**Exercise directions**. Output every record word for word.

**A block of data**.
┌──

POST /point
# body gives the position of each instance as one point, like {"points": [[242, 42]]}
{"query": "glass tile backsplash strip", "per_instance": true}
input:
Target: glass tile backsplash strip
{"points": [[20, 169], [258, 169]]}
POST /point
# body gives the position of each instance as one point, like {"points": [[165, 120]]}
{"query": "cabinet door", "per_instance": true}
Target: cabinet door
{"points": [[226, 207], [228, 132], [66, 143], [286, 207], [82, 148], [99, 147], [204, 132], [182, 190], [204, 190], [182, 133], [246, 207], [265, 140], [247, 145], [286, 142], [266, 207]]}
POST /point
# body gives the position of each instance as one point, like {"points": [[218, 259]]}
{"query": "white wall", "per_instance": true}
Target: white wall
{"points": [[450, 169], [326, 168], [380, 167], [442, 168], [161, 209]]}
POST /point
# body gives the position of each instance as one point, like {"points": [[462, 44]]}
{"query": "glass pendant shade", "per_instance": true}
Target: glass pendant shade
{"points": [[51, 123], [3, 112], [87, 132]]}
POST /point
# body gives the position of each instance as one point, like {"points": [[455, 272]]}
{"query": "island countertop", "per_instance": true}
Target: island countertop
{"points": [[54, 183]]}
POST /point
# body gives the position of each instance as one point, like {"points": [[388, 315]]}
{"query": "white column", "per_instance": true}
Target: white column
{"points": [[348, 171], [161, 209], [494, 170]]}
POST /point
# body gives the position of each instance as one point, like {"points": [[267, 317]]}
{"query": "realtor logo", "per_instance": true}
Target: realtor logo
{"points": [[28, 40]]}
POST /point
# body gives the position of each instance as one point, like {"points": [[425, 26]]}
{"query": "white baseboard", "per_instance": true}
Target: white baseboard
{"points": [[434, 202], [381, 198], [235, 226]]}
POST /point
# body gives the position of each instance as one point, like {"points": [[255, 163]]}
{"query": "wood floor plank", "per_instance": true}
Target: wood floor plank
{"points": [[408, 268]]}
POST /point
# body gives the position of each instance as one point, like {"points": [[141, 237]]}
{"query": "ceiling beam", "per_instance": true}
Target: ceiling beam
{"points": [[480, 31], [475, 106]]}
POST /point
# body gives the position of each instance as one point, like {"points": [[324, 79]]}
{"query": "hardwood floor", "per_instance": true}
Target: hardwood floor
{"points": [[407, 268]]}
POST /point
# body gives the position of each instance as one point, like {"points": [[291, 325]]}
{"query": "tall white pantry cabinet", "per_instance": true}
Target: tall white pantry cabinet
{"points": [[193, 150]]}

└──

**Result**.
POST /point
# body gives the position of each instance as one point, like {"points": [[242, 42]]}
{"query": "glass tile backsplash strip", "per_instance": true}
input:
Target: glass tile backsplash strip
{"points": [[20, 169], [258, 169]]}
POST /point
# body gives the position of each instance as one point, like {"points": [[165, 120]]}
{"query": "cabinet door", "per_instance": true}
Target: cabinet door
{"points": [[226, 207], [228, 132], [66, 143], [286, 207], [82, 148], [99, 147], [204, 132], [182, 190], [204, 190], [182, 133], [246, 207], [265, 140], [247, 145], [286, 142], [266, 207]]}
POST /point
# body gives the position of each instance as one point, like {"points": [[218, 259]]}
{"query": "white wall", "per_instance": true}
Target: white wall
{"points": [[450, 169], [326, 168], [380, 167], [442, 168], [161, 209]]}
POST /point
# body gives the position of each instance as one point, like {"points": [[462, 44]]}
{"query": "glass pendant shade", "per_instance": true}
Target: glass pendant shade
{"points": [[51, 123], [3, 112], [87, 132]]}
POST /point
# body gives the position of each instance as one point, like {"points": [[455, 272]]}
{"query": "island countertop", "per_instance": true}
Target: island countertop
{"points": [[54, 183]]}
POST /point
# body gives the position of each instance as one point, like {"points": [[388, 315]]}
{"query": "white column", "per_instance": true}
Target: white column
{"points": [[348, 171], [161, 209], [494, 170]]}
POST /point
# body gives the position of each instance as one point, like {"points": [[267, 317]]}
{"query": "realtor logo", "per_instance": true}
Target: realtor logo
{"points": [[28, 40]]}
POST /point
# body gives the position of each instance as one point, like {"points": [[425, 26]]}
{"query": "white baseboard", "per_instance": true}
Target: white baseboard
{"points": [[434, 202], [381, 198], [235, 226]]}
POST /point
# body gives the position of each instance as one point, like {"points": [[255, 163]]}
{"query": "wood floor plank", "per_instance": true}
Target: wood floor plank
{"points": [[408, 268]]}
POST /point
# body gives the position of each instance as one point, like {"points": [[141, 237]]}
{"query": "ceiling beam", "per_instance": true}
Target: ceiling beam
{"points": [[480, 31], [475, 106]]}
POST /point
# body gives the position of each instance as one point, like {"points": [[324, 79]]}
{"query": "hardwood floor", "per_instance": true}
Target: hardwood floor
{"points": [[407, 268]]}
POST /point
# body gives the position of each instance as one point, like {"points": [[291, 325]]}
{"query": "tall white pantry cabinet", "per_instance": true}
Target: tall white pantry cabinet
{"points": [[193, 150]]}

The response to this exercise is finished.